──────── TESTO SELEZIONATO ────────

ROMA, martedì, 4 dicembre 2012 (ZENIT.org).– In collaborazione con Aiuto alla Chiesa che Soffre, Mark Riedemann ha intervistato per il programma Where God Weeps (Dove Dio piange) il regista, giornalista ed esperto nelle Chiese dei Balcani, Ivan Cigic.
Lei è appena tornato da un viaggio in Macedonia. Ci può raccontare qual era lo scopo di questo viaggio?
Ivan Cigic: Ci siamo andati per girare un documentario sulla Chiesa cattolica locale. Ci siamo rimasti per quasi 20 giorni, spostandoci da un luogo all’altro, cercando di scoprire tutti i dettagli della Chiesa cattolica macedone.
Qual è stata la sua reazione all’arrivo in Macedonia?
Ivan Cigic: La mia prima impressione è stata di un Paese molto bello, con una popolazione molto calorosa ed accogliente, ma molto povera. Dopo lo smantellamento della Jugoslavia, la Macedonia, resasi indipendente, si ritrovò circondata da vicini molto scontenti per l’emergere di nuovi Stati in questa parte del mondo. Oggi la Macedonia affronta molte difficoltà economiche: un elevato tasso di disoccupazione (secondo i dati ufficiali circa il 25%, ma l’economia sommersa è molto diffusa e quindi non si può fare affidamento sulle statistiche ufficiali), un’agricoltura inefficiente che, per il fatto di non essere membro dell’UE, ha difficoltà ad esportare i suoi prodotti in Occidente, e, infine, lo stipendio medio è di circa 250 euro al mese anche per i lavoratori altamente qualificati. La situazione è difficile.

────────

*CONSEGNE*
1. Cita testualmente il brano dell'intervista sulla Chiesa cattolica in Macedonia da "Lei è appena" a "all’arrivo in Macedonia?".
2. Scrivi il seguito dell'intervista sulla Chiesa cattolica in Macedonia, partendo subito dopo la sua ultima frase.

──────── MATERIALE FORNITO ────────

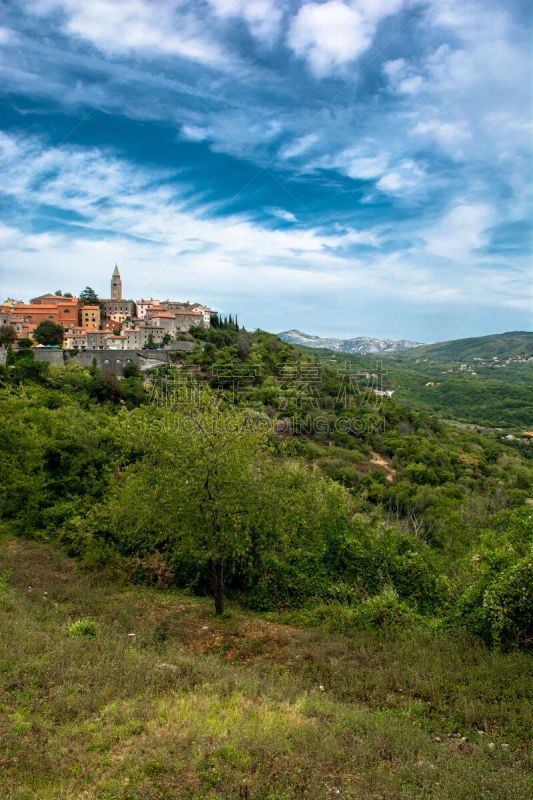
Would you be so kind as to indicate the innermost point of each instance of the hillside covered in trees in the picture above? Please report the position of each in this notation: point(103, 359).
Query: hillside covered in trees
point(370, 569)
point(251, 471)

────────

*SOLUZIONI DELL'ESERCIZIO*
1.
Lei è appena tornato da un viaggio in Macedonia. Ci può raccontare qual era lo scopo di questo viaggio?
Ivan Cigic: Ci siamo andati per girare un documentario sulla Chiesa cattolica locale. Ci siamo rimasti per quasi 20 giorni, spostandoci da un luogo all’altro, cercando di scoprire tutti i dettagli della Chiesa cattolica macedone.
Qual è stata la sua reazione all’arrivo in Macedonia?

2.
Lei ha detto che la nascita della Macedonia come Stato autonomo non è stata vista di buon occhio da alcuni dei Paesi vicini. Non solo con i paesi confinanti ma anche all’intero del territorio, ci sono stati degli scontri. Ci può spiegare un po’ questa situazione?
Ivan Cigic: Questa parte del mondo è stata stravolta soprattutto dopo la caduta del comunismo in Albania. I Paesi che circondano l’Albania come la Macedonia, il Kosovo e il Montenegro, hanno un alto numero di minoranze albanesi che hanno voluto far parte dei nuovi Stati. Circa otto anni fa, queste minoranze albanesi hanno chiesto una certa indipendenza o autonomia culturale e politica. Le autorità macedoni hanno cercato di negoziare un compromesso per la pace, che si è finito in un conflitto durato circa un anno e mezzo, con alcune vittime, ma oggi siamo felici di poter dire che non è degenerato in un conflitto importante come avvenne nel Kosovo e nella Bosnia-Erzegovina.
Per quanto riguarda i Paesi vicini, perché questa “gelosia” o mancanza di comprensione di questo nuovo Stato?
Ivan Cigic: Ciò ha radici storiche. I greci in particolare non hanno accettato un popolo macedone indipendente e sono sempre stati orgogliosi di dichiarare che il primo stato greco era la Macedonia. Quando la Macedonia ha dichiarato l’indipendenza, la Grecia l’ha dunque percepito come un attacco diretto contro la sua sovranità. Oggi, la Grecia e la Macedonia contendono davanti al tribunale internazionale dell’Aja e all’ONU un nuovo nome per la Macedonia. I greci non sono disposti a riconoscere la Macedonia come Stato e vogliono riprendersi il nome Macedonia, anche se poi la NATO ha accettato la Macedonia come Stato membro in modo che il popolo macedone si senta più sicuro di prima.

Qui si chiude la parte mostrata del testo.